Records
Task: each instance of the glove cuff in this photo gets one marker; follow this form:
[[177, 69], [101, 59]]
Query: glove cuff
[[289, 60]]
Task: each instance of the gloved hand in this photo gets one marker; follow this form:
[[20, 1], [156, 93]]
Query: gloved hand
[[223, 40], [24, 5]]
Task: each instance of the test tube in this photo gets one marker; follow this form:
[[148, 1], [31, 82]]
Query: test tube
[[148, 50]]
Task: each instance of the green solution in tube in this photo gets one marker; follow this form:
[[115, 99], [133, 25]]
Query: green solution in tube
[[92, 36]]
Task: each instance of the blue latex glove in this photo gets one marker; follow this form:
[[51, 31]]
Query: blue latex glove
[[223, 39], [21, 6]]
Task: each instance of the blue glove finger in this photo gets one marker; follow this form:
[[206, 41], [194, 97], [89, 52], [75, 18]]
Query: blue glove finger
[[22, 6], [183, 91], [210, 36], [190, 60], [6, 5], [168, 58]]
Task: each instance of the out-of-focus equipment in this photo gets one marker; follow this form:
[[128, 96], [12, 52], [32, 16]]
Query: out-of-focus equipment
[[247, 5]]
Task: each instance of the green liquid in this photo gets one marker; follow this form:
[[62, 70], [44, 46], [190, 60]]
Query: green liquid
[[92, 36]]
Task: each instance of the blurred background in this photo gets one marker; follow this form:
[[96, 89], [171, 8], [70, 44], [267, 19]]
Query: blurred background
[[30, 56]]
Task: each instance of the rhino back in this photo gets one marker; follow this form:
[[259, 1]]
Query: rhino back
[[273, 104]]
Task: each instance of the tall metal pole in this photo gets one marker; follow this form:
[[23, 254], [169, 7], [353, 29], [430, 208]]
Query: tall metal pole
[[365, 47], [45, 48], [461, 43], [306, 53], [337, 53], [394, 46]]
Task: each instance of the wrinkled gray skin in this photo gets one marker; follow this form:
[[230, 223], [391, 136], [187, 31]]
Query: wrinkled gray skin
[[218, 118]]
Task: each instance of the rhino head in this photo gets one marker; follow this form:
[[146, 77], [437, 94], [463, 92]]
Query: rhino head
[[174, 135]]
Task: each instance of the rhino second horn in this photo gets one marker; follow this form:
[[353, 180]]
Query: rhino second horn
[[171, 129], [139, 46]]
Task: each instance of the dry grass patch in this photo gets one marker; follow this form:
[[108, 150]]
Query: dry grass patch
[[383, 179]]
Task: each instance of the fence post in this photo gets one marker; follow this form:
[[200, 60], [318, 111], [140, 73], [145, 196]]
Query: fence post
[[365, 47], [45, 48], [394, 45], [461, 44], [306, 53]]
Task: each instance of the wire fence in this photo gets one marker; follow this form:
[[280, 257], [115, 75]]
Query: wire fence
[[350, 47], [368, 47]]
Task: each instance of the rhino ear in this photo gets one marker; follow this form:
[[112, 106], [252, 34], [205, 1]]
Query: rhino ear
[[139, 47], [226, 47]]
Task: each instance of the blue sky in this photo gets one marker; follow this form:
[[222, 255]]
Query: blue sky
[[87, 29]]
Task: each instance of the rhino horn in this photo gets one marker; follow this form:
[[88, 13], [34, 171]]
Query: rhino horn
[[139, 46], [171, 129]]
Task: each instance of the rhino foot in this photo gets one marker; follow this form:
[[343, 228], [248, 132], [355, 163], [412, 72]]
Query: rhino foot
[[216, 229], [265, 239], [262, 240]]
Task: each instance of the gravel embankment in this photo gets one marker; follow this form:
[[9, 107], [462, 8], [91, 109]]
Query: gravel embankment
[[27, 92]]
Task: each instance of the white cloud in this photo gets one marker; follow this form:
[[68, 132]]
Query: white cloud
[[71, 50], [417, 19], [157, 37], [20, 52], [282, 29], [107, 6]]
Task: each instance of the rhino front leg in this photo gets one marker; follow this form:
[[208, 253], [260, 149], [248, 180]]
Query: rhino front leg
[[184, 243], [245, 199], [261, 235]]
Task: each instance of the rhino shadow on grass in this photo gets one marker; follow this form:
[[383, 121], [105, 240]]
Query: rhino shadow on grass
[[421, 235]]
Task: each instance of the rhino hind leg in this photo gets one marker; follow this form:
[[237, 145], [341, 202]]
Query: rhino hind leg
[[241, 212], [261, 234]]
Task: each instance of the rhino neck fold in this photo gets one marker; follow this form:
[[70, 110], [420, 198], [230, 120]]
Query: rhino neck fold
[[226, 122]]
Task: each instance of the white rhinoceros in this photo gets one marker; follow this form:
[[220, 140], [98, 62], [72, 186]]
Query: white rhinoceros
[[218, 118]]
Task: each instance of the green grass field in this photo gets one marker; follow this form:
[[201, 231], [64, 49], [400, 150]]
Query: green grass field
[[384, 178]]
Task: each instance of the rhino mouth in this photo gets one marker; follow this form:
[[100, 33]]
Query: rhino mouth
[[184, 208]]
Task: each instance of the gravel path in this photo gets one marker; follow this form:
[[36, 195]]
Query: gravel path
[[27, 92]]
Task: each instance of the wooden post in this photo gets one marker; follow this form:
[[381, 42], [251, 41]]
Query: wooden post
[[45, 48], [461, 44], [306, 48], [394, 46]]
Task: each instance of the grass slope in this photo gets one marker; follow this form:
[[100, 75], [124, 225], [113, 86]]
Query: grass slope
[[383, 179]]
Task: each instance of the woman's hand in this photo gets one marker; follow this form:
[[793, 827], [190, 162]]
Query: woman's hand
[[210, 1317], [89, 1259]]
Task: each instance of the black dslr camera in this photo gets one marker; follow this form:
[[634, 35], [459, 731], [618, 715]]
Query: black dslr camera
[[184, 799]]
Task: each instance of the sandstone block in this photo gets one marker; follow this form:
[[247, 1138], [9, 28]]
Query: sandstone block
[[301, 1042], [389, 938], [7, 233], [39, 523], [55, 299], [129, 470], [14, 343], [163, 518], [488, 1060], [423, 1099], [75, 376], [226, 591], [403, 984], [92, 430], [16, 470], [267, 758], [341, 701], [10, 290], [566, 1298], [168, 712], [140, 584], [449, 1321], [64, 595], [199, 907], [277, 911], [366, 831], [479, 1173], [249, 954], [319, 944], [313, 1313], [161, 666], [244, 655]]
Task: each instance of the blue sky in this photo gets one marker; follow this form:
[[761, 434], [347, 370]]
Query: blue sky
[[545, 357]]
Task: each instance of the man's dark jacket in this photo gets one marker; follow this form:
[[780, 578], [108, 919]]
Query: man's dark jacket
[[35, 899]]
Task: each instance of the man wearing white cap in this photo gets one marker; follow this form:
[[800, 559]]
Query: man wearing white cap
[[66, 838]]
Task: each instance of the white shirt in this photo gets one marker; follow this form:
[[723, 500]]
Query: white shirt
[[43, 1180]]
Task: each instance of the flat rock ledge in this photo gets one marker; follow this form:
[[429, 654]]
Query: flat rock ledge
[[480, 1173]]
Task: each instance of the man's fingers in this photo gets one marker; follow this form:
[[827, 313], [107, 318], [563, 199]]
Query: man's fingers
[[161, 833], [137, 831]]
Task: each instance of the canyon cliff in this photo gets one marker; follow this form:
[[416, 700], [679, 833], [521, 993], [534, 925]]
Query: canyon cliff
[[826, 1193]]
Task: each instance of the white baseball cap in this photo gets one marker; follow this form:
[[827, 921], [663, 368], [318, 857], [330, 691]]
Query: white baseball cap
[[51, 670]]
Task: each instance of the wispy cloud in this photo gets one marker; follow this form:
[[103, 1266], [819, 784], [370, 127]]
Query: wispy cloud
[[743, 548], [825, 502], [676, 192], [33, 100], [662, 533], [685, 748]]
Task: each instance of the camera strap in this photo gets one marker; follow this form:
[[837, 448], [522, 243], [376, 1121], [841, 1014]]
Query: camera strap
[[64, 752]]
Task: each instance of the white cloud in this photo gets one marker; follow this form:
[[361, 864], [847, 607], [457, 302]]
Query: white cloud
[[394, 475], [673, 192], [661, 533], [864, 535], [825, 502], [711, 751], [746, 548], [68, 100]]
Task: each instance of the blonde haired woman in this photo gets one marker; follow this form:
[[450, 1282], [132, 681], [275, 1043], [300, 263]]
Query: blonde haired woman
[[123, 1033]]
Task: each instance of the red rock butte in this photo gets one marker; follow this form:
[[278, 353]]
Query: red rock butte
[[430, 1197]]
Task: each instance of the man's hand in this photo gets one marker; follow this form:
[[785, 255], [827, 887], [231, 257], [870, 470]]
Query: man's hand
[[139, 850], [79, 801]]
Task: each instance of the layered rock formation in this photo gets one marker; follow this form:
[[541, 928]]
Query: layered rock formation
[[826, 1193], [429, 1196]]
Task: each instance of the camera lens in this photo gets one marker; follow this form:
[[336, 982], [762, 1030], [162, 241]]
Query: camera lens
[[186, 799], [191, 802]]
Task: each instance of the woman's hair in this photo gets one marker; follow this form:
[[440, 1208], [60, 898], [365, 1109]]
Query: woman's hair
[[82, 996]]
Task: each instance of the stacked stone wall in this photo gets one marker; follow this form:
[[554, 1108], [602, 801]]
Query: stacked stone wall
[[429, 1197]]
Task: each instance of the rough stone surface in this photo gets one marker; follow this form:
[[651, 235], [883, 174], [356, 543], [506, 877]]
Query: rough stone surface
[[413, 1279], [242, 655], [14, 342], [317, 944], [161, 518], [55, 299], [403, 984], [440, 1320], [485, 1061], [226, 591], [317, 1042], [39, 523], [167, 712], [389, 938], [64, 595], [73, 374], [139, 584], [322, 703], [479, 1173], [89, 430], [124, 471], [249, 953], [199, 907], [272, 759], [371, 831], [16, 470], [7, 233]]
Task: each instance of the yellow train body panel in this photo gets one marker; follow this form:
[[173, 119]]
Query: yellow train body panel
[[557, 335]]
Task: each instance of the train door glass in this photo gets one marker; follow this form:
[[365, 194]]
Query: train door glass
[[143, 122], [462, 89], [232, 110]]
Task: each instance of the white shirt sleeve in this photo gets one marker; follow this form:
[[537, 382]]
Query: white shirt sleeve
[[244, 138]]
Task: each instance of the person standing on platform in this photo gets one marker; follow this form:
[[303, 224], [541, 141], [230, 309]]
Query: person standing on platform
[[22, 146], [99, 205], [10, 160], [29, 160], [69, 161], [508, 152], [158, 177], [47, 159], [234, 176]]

Your assignment
Emit an exact copy of the lines spanning the start of the records to the line containing "[[20, 1], [156, 93]]", inclusive, and no other output.

Finished exercise
Task: each instance of the glove cuff in this photo gets one marker; follow this form:
[[177, 69], [101, 59]]
Query: glove cuff
[[289, 60]]
Task: each instance of the gloved hand in this photo gets one marker; follow this form:
[[20, 1], [156, 93]]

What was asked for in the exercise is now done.